Region pointing data

____

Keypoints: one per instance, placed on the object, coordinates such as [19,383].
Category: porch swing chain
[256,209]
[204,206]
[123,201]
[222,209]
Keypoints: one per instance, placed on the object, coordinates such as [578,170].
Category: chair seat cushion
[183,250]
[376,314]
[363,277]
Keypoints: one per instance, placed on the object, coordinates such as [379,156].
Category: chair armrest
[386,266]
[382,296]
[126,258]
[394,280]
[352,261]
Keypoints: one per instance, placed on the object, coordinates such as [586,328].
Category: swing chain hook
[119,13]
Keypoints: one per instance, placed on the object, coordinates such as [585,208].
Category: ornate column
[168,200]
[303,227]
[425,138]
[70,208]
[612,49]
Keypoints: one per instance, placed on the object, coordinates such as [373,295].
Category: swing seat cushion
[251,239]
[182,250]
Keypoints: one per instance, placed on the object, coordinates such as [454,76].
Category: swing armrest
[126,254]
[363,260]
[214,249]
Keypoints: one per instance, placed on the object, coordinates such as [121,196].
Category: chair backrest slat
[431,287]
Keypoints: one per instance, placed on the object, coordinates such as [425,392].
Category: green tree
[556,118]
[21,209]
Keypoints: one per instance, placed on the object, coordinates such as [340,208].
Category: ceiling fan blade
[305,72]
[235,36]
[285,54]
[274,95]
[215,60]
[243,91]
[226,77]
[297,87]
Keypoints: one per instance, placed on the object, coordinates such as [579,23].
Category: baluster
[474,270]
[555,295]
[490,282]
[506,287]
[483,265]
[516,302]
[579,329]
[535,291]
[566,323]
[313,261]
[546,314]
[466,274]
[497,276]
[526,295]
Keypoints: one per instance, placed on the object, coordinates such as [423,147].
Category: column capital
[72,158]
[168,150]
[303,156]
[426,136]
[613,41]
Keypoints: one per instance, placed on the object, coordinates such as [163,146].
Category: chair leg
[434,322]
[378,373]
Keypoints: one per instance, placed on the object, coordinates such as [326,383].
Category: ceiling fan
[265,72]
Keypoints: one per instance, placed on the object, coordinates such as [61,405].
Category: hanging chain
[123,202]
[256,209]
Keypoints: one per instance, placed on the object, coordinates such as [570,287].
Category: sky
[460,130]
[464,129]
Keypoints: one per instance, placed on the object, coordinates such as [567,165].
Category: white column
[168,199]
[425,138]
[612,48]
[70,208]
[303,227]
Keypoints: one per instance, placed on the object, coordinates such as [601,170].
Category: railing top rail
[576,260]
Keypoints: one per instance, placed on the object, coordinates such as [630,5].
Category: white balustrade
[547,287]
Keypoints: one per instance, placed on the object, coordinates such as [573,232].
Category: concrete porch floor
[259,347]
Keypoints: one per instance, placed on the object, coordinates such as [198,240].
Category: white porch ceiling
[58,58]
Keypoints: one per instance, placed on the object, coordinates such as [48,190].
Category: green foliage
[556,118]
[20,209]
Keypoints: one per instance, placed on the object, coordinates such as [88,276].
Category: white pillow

____

-- EXERCISE DIRECTIONS --
Each record above has to be printed again, word for word.

-- RESPONSE TO THE EXERCISE --
Keypoints: one per instance, placed on the object, coordinates such as [19,383].
Category: porch swing chain
[256,209]
[204,206]
[123,201]
[222,209]
Keypoints: one per instance, placed on the object, coordinates such as [578,170].
Category: chair seat cushion
[183,250]
[376,314]
[363,277]
Keypoints: one per instance, placed on the object, coordinates such as [379,156].
Category: chair armrest
[386,266]
[382,296]
[126,258]
[394,280]
[352,261]
Keypoints: one per instance, placed on the object, coordinates such as [586,328].
Category: swing chain hook
[119,13]
Keypoints: one per instance, placed on the object, coordinates such as [585,208].
Category: ornate column
[168,200]
[303,227]
[425,138]
[70,208]
[612,49]
Keypoints: one per instance, placed on the object, coordinates such as [373,295].
Category: swing seat cushion
[251,239]
[182,250]
Keypoints: one per instance, placed on the object, coordinates such as [454,76].
Category: swing armrest
[126,254]
[363,260]
[214,249]
Keypoints: one per instance, placed on the object, coordinates such as [121,196].
Category: chair backrest slat
[431,287]
Keypoints: one per instance, placed on the object, coordinates such as [425,392].
Category: green tree
[556,118]
[21,209]
Keypoints: one per instance, placed on the object, coordinates such as [340,208].
Category: ceiling fan blade
[305,72]
[235,36]
[285,54]
[274,95]
[215,60]
[243,91]
[226,77]
[297,87]
Keypoints: one per instance, placed on the object, coordinates such as [579,23].
Category: baluster
[474,270]
[555,295]
[490,282]
[506,287]
[483,265]
[516,302]
[579,329]
[535,291]
[566,323]
[313,261]
[546,314]
[466,274]
[497,276]
[526,295]
Keypoints: one per instance, placed on the object, coordinates such as [423,147].
Category: column capital
[72,158]
[168,150]
[303,156]
[426,136]
[613,41]
Keypoints: one per instance, placed on the object, coordinates such as [163,146].
Category: chair leg
[434,322]
[378,373]
Keypoints: one per instance, placed on the object, coordinates such as [326,383].
Category: ceiling fan
[265,72]
Keypoints: one per instance, placed on the object, coordinates such as [61,405].
Category: hanging chain
[123,202]
[256,209]
Keypoints: one per instance, placed on the object, coordinates such as [570,287].
Category: sky
[460,130]
[464,129]
Keypoints: one per instance, placed on the object, coordinates such as [567,165].
Category: white column
[168,199]
[425,138]
[612,48]
[70,208]
[303,227]
Keypoints: one per instance, placed on the object, coordinates such as [601,170].
Category: railing top rail
[576,260]
Keypoints: one per instance, placed on the object, coordinates such as [630,5].
Category: white balustrade
[547,287]
Keypoints: one per instance, placed on the object, coordinates such as [573,232].
Category: concrete porch floor
[259,347]
Keypoints: one per instance, placed on the object, coordinates such as [198,240].
Category: white porch ceiling
[58,58]
Keypoints: one per instance, placed on the object, coordinates such as [48,190].
Category: green foliage
[556,118]
[20,209]
Keypoints: one per instance, placed on the object, coordinates such as [88,276].
Category: white pillow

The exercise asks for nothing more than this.